Sección del documento:
Y sin embargo sostengo –como sostiene el mundo todavía a 100 años de su nacimiento, a 85 de su debut cinematográfico y a 63 de que adviniera a la iconicidad– que Marcello Mastroianni es hasta hoy el epítome del latin lover, el estándar de oro de la seducción masculina y que advino a ello mediante un proceso del que él mismo no es sino causante a palos y del que Fellini, Antonioni, De Sica y Monicelli no son más que insumos al mismo título que un ejército de cinefotógrafos, sastres, guionistas, peinadores y maquillistas.
Mastroianni fue un gran actor del siglo XX. Marcello es un mito que lo trasciende y que trasciende el tiempo. Es el proceso mismo del cine. Es la pantalla en que los modernos proyectamos el ideal de lo que entendemos por un hombre.
* * *
PERIODISTA: Señor Mastroianni, nuestros lectores…
MASTROIANNI: Mañana por la tarde.
PERIODISTA: … quieren saber cuál es el secreto de su elegancia.
MASTROIANNI: ¿Pero qué elegancia?… Yo no me considero un hombre particularmente elegante.
PERIODISTA: El secreto de su elegancia se resume en una palabra: sencillez.
—Marcello Mastroianni, Sí, ya me acuerdo…
Un 1.º de enero ante un whisky (para mí) y una Coca-Cola (para él) en una barra de bar de Brooklyn, mi muy elegante amigo Víctor me explicó sin proponérselo la importancia del mito cultural que encarna Marcello, al menos para la generación de hombres –y quiero inferir que de mujeres– a la que ambos pertenecemos. Dudaría en traicionar esa confidencia; para fortuna de este texto y del mundo todo, varios meses más tarde publicó la anécdota en una red social –en inglés, por lo que me permito traducirla:
Hace años en México, en la graduación de una sobrina, entré al salón con mi traje y mi corbata, y mi padre me dijo “¿Quién chingados te crees con ese estúpido traje y esa estúpida corbata? ¿Marcello Mastroianni?”.

Ejercicios por resolver:
(1) Responda brevemente, según el texto sobre Mastroianni:
(a) ¿A cuántos años de su debut cinematográfico se sitúa el mundo, según el autor?
(b) ¿Qué bebida tomaba Víctor en la barra del bar?
(c) ¿En qué idioma publicó Víctor la anécdota en una red social?
(2) Indique si cada afirmación concuerda con el texto sobre Mastroianni y cite las palabras que lo deciden.
(a) Mastroianni afirma considerarse un hombre particularmente elegante.
(b) La conversación con Víctor tuvo lugar en un bar de Brooklyn.
(c) La graduación de la sobrina de Víctor se celebró en Estados Unidos.
Los registros proceden de una fuente distinta a la del texto sobre Mastroianni.

Datos para revisión:
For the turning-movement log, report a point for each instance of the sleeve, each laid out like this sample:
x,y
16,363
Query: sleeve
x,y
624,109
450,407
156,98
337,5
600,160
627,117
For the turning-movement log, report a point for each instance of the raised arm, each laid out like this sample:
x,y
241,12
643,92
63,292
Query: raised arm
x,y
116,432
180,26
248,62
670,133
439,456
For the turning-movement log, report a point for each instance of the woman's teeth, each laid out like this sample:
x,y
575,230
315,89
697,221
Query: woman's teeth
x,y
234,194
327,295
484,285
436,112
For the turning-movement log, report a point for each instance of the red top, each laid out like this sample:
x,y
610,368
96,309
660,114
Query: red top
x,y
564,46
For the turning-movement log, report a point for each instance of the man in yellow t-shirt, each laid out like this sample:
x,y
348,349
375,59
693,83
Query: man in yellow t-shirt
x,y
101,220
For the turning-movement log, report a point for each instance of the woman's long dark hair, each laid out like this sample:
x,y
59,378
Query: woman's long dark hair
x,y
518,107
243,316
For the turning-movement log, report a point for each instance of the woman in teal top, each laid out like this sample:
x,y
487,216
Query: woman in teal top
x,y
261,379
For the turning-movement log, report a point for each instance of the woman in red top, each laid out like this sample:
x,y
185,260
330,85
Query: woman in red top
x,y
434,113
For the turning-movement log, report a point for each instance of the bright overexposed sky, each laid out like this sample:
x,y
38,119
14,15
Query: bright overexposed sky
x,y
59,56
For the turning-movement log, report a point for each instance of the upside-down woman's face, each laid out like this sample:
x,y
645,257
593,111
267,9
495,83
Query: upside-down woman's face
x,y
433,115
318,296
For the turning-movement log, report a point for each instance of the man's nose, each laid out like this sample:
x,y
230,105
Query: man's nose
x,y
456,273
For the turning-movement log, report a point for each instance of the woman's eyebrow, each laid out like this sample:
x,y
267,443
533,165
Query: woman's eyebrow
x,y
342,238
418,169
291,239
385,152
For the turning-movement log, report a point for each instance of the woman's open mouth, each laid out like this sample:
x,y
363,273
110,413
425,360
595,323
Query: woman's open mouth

Soluciones por ejercicio:
(1)
(a) A 85 años.
(b) Una Coca-Cola.
(c) En inglés.

(2)
(a) No: "Yo no me considero un hombre particularmente elegante."
(b) Sí: "en una barra de bar de Brooklyn"
(c) No: "Hace años en México, en la graduación de una sobrina"